Exercise data.

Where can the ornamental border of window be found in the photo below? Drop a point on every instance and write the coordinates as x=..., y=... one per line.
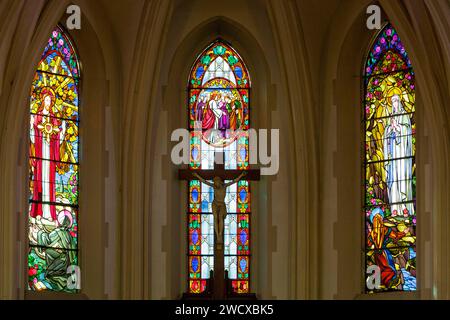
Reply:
x=189, y=88
x=78, y=85
x=363, y=120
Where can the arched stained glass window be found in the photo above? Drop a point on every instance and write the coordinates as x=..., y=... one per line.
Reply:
x=390, y=168
x=54, y=167
x=218, y=92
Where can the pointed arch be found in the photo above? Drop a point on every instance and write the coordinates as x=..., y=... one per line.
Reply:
x=219, y=98
x=389, y=163
x=54, y=167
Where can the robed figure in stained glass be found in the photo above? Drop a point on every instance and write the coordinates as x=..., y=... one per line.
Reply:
x=398, y=146
x=46, y=133
x=54, y=167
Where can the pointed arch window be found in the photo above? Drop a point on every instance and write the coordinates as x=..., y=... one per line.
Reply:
x=54, y=167
x=389, y=163
x=219, y=98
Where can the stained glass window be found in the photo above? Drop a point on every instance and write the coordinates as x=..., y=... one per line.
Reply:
x=390, y=167
x=219, y=99
x=54, y=167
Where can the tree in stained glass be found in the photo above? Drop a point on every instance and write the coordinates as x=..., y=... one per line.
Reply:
x=390, y=180
x=54, y=167
x=218, y=91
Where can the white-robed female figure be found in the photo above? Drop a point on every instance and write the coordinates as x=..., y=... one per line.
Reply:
x=398, y=147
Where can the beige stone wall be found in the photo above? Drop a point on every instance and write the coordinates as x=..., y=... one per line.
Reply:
x=305, y=59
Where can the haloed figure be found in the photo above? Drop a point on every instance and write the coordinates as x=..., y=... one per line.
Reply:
x=398, y=147
x=46, y=132
x=218, y=206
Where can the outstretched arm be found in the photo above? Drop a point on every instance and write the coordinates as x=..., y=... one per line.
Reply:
x=236, y=180
x=195, y=174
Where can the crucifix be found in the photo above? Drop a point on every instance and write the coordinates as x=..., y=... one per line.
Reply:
x=219, y=174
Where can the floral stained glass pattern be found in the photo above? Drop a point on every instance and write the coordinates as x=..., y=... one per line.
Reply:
x=54, y=167
x=219, y=88
x=390, y=180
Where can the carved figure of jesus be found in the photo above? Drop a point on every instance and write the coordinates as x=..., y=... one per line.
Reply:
x=218, y=206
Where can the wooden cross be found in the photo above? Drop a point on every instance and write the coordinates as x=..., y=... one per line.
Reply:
x=219, y=171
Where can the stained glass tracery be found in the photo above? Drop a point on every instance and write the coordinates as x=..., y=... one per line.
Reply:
x=390, y=180
x=219, y=86
x=54, y=167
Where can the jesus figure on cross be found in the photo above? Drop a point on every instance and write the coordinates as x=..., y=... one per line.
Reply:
x=218, y=206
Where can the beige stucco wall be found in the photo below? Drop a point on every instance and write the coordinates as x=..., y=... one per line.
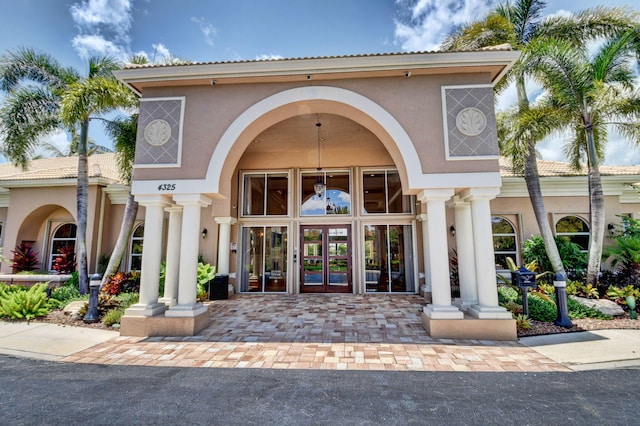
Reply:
x=414, y=102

Task instructions. Among the entries above, find every line holding "robed" and copy it.

Response area.
Where can the robed figure in stained glass be found in the photo above? Drop a point on every instance and write the coordinates as x=..., y=... one per line.
Where can the white-robed female figure be found in the photo above? Drop a point on every instance and write the coordinates as x=..., y=... one per line.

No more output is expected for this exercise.